━━━ DOCUMENT SECTION ━━━

Alcolapia grahami, the Lake Magadi tilapia or Graham's cichlid, is a vulnerable species of fish in the family Cichlidae. It is specialised to live in hot, alkaline waters in springs and lagoons around hypersaline lakes.

==Description==
Alcolapia grahami is sexually dimorphic, the mature females are golden in colour while the males have pale blue flanks. In the mature males the sides of the mouth have swollen, brilliant white patches and blue iridescent spots on their scales. The males' genital papillae are obvious, conical in shape and bright yellow, those of the females are swollen. The breeding male has a very dark, black bar through its eyes and this is duller in females.

==Distribution==
It is endemic to the hypersaline, warm and highly alkaline Lake Magadi in Kenya where it is the only fish. It has also been introduced to Lake Elmenteita and Lake Nakuru in Kenya, and Lake Natron in Tanzania, although it does not appear to have become established in Natron.

━━━ SOURCE INFORMATION ━━━

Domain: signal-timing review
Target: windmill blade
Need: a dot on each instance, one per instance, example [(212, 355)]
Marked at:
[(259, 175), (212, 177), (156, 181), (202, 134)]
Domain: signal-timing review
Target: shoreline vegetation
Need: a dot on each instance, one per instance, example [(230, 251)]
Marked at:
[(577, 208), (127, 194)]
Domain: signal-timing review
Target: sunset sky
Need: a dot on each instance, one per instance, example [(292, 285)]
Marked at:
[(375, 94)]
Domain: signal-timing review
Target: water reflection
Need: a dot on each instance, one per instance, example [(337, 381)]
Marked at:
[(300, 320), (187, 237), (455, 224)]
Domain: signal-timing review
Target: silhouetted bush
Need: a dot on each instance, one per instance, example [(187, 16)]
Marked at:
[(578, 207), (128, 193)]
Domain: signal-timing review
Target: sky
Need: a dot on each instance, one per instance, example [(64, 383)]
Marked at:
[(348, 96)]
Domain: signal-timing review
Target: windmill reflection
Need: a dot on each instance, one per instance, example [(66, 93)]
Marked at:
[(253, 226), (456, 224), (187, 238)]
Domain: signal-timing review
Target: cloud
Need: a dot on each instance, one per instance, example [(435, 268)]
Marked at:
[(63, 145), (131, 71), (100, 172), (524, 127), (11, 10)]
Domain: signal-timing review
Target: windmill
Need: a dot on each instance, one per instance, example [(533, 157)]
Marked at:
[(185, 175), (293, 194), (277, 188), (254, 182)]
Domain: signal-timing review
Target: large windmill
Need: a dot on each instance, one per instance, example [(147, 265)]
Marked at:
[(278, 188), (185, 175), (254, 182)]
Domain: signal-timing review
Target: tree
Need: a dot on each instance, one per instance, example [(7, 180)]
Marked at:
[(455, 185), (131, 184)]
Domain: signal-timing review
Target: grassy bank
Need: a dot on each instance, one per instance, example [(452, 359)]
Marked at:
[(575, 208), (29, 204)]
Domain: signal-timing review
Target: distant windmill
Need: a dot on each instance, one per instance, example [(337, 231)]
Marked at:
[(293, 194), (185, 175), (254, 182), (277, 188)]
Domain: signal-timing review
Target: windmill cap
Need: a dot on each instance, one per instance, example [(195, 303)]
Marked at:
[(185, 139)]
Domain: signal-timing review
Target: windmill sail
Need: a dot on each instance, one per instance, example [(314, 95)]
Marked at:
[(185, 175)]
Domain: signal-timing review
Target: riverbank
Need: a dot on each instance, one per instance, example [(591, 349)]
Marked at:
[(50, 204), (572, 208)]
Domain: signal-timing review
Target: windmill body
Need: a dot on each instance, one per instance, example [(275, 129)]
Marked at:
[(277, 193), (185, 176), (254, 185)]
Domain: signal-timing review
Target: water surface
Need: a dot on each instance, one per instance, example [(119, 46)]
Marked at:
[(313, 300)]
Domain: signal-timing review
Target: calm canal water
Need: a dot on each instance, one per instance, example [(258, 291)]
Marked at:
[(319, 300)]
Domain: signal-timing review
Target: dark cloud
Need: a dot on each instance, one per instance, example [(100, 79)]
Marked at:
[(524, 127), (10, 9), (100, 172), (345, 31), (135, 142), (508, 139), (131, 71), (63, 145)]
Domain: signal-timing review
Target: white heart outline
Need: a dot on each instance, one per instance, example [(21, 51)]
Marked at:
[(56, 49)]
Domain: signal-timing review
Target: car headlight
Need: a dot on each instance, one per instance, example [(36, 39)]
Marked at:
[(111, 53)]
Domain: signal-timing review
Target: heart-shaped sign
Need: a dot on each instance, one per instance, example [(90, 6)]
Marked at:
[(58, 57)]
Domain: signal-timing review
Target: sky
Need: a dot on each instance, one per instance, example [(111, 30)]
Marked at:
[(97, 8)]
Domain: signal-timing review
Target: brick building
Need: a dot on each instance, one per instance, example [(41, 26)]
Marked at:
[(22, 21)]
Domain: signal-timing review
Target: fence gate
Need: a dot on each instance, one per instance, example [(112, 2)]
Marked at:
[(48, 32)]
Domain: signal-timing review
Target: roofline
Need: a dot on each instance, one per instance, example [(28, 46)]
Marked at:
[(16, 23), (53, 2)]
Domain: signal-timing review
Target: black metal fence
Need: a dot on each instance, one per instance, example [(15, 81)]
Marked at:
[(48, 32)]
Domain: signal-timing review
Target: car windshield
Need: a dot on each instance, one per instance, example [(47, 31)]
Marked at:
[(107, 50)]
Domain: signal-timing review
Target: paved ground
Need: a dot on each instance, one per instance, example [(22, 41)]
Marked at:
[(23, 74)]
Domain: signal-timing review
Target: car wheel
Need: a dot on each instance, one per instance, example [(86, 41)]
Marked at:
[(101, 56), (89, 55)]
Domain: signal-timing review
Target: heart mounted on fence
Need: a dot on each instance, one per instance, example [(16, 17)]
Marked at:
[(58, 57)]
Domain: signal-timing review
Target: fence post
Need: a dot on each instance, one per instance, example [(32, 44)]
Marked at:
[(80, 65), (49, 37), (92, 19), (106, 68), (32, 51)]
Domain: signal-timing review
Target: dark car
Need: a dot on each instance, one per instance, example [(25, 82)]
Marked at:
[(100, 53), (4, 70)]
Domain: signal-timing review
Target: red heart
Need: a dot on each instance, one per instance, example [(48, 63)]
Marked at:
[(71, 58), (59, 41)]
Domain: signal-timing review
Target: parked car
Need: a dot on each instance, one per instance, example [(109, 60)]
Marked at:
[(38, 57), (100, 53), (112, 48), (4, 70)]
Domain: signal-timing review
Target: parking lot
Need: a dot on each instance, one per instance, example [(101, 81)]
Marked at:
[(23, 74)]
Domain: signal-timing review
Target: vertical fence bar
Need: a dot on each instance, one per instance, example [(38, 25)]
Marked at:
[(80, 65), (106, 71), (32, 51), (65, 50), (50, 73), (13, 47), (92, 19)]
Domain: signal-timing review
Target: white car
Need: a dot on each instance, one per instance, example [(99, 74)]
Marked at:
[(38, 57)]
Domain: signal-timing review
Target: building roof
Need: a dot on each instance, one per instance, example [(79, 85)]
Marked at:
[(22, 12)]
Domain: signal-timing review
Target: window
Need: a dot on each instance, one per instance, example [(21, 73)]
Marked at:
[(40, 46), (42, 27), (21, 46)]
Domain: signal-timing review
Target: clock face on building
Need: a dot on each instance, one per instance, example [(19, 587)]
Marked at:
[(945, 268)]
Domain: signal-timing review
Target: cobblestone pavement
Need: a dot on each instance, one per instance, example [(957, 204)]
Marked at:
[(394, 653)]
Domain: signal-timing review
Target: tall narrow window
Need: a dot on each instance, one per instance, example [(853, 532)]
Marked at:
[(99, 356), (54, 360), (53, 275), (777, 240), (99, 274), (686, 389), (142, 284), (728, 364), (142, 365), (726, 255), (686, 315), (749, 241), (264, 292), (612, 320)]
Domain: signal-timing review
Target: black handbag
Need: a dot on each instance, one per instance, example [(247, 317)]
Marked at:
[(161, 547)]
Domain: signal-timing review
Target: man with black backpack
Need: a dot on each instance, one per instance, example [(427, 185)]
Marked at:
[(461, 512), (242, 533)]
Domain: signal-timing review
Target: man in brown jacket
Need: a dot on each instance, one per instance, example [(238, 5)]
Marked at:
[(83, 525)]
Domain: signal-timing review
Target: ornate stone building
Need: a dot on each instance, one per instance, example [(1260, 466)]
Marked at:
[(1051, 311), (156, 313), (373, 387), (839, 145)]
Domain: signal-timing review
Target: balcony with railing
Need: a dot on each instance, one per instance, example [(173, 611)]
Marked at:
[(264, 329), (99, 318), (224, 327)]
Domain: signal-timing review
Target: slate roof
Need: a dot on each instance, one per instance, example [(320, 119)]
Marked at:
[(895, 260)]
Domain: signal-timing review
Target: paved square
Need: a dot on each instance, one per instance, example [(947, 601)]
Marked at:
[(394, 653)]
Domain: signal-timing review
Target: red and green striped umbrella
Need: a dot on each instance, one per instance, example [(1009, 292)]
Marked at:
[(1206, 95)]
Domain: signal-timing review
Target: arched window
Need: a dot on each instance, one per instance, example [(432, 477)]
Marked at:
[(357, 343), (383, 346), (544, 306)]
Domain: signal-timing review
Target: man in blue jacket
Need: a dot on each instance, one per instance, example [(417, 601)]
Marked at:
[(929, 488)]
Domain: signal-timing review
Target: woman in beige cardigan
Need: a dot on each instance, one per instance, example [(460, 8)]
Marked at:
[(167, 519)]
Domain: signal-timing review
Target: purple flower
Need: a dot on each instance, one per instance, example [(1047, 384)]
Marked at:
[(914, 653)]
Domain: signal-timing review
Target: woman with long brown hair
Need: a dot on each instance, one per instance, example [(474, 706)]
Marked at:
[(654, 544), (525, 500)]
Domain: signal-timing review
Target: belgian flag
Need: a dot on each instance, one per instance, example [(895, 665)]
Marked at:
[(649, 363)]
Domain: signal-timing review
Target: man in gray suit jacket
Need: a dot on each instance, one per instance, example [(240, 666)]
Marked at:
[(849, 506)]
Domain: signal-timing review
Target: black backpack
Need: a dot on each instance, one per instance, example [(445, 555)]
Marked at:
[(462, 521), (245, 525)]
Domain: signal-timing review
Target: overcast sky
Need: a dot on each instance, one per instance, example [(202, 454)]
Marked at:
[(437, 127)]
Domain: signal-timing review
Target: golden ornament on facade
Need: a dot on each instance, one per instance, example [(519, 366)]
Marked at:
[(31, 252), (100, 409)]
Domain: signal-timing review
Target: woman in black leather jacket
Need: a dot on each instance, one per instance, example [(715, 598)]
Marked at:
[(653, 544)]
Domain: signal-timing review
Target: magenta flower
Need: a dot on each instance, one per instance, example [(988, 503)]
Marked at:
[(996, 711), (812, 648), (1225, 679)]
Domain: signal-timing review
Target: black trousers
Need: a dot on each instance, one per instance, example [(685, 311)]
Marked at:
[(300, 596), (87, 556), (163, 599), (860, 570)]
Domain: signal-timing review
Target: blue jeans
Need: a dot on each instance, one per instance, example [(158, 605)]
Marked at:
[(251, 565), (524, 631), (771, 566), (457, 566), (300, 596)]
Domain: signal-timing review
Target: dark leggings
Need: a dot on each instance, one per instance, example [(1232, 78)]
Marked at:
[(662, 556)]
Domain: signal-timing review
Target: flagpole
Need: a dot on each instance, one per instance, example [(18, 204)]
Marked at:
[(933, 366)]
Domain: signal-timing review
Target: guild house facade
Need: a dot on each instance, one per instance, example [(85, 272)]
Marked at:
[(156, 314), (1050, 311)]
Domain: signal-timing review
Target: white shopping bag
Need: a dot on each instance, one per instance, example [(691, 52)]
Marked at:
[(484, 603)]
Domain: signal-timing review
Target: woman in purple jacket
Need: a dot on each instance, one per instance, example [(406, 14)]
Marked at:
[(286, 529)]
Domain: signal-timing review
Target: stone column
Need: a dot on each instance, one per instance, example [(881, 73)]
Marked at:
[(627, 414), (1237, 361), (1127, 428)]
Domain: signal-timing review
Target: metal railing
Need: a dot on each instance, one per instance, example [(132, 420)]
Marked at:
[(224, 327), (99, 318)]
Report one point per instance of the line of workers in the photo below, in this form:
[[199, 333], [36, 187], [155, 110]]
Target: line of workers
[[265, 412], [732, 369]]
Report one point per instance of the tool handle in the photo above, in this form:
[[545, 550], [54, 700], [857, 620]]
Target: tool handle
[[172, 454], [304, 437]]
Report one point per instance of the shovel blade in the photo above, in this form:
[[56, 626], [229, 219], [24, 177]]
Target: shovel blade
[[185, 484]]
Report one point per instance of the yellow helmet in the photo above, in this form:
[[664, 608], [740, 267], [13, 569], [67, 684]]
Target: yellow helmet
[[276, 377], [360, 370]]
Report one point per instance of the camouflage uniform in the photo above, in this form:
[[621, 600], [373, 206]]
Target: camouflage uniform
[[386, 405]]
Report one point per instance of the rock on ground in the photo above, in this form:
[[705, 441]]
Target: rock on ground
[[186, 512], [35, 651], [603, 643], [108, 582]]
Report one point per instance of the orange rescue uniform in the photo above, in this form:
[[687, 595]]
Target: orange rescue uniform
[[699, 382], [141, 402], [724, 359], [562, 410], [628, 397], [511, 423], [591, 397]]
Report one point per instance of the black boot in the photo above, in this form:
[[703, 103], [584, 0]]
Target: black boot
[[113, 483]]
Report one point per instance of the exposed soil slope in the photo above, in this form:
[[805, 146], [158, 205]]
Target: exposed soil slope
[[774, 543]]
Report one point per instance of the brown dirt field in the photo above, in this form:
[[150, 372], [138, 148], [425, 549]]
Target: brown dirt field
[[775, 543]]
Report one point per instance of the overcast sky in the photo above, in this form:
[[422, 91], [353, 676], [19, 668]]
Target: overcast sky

━━━

* [SET OF TASKS]
1. In the text on Alcolapia grahami, what color are the mature females?
2. Copy everything from "Alcolapia grahami, the" down to "duller in females." in the text on Alcolapia grahami, substituting "sides" for "flanks".
The items can be set aside.

* [RESULTS FOR EACH TASK]
1. Golden.

2.
Alcolapia grahami, the Lake Magadi tilapia or Graham's cichlid, is a vulnerable species of fish in the family Cichlidae. It is specialised to live in hot, alkaline waters in springs and lagoons around hypersaline lakes.

==Description==
Alcolapia grahami is sexually dimorphic, the mature females are golden in colour while the males have pale blue sides. In the mature males the sides of the mouth have swollen, brilliant white patches and blue iridescent spots on their scales. The males' genital papillae are obvious, conical in shape and bright yellow, those of the females are swollen. The breeding male has a very dark, black bar through its eyes and this is duller in females.